WORK TO DO –
• 1. In the lost-property thread, turn the paragraph that begins "And you never know, I once had something stolen" into a short list that keeps its main facts.
• 2. Decide whether each statement agrees with the lost-property thread. Answer yes or no for each, and quote the words from the thread that settle it.
(a) The theft happened on a bus.
(b) The police phoned two days later to say the item had been recovered.
(c) Hasslehoff would have asked for the girl's name.
• 3. Continue the lost-property thread from the point where it stops.

QUOTED PASSAGE –
— BEGIN —
And you never know, I once had something stolen from me on a train, the perp just lifted it straight out of my hand and ran off. Despite believing that was the last I had seen of my property and the general consensus that I was wasting my time I decided to report it to the police. Two days later I had a phone call from them telling me that they had actually recovered it! They said I was very lucky as items like that are generally lost for good but not always. I was delightedly surprised but if I had never contacted them I would never have seen it again.


----------



## Hasslehoff (16 Jul 2007)

Or...the girl who took the first call from you did not really care or confused your item with someone else. I am sure it happens all the time and i would ask the manager what the loss property process is but i am sure they have a disclaimer. 

But can you really expect someone who is working in a bowling alley to be conscious of this i am sure they get loads of calls each day and the flip side is how are they to know you are genuine.

If it was me i would have asked for the girls name, get her to call the manager and give the item to him and tell him that i would be down at a time to pick it up from him!! I just would not take there word for it.
— END —
SUPPLIED ENTRIES –
— BEGIN —
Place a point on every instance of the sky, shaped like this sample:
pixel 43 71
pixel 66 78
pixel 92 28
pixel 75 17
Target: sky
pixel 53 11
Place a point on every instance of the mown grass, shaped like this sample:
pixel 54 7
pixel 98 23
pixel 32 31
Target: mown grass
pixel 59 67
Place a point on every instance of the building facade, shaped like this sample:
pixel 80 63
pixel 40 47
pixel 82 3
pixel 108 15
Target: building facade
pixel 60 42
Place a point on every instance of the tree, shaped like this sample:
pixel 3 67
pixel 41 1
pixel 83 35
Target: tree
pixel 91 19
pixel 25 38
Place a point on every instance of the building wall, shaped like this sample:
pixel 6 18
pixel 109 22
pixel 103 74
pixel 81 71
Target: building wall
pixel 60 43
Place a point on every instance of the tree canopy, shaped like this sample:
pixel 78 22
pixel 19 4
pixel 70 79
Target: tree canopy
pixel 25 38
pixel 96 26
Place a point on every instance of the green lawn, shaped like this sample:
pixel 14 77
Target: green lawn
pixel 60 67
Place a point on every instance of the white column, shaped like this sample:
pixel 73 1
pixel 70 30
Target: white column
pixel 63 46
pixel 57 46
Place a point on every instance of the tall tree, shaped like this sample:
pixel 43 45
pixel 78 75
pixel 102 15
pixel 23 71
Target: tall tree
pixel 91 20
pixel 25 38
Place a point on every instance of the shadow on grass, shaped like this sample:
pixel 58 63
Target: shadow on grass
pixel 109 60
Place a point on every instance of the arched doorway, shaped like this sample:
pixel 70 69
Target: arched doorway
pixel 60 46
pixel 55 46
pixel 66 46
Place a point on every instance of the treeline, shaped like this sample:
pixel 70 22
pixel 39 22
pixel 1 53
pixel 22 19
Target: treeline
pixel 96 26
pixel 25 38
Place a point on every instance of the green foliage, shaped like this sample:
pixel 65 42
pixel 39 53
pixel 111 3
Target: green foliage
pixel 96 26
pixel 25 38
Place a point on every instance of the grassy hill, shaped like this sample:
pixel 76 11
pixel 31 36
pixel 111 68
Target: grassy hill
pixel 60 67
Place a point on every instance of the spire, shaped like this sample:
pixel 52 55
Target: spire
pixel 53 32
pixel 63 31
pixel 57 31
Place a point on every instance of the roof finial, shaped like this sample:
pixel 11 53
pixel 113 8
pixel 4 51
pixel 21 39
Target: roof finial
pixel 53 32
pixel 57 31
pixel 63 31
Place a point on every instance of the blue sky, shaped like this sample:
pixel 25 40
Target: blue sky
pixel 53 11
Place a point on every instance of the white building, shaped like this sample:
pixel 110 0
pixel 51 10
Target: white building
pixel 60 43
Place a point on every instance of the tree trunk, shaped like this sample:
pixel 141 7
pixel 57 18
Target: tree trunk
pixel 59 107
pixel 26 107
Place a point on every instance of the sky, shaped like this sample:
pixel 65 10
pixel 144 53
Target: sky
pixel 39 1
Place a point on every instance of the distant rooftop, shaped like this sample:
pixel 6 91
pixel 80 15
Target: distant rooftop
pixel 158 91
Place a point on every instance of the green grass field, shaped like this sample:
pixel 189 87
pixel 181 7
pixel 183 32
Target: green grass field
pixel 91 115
— END —
EXPECTED OUTPUTS –
• 1.
- The writer had something taken straight out of their hand on a train, and the thief ran off.
- The writer expected never to see it again, and others thought reporting it was a waste of time, but the writer reported it to the police anyway.
- Two days later the police phoned to say they had recovered it.
- The police said such items are usually lost for good, but not always.
- The writer would never have seen it again without contacting the police.

• 2.
(a) No: "I once had something stolen from me on a train"
(b) Yes: "Two days later I had a phone call from them telling me that they had actually recovered it!"
(c) Yes: "If it was me i would have asked for the girls name"

• 3.
----------



## Staples (16 Jul 2007)

zag said:


> In an ideal world . . . .
> 
> You go to the gardai to report a stolen bracelet . . . "And where was this article last seen ?" . . . . "Bowling Alley, they said they had it behind the counter" . . . . "Is that so, let's go down and ask them a few questions so".


 

I think that last bit is where normal logic becomes unstuck.  Regrettably perhaps, this sort of incident isn't of the magitude that would prompt the Gardai to take immediate (or any) action.

Reporting the issue, however, may help in making a claim from your Insurance company.  They may be the ones who determine whether to "encourage" the Gardai.  If it was a briefcase full of diamonds, they might do just that.  For a €200 bracelet, I'd say they'd just pay up.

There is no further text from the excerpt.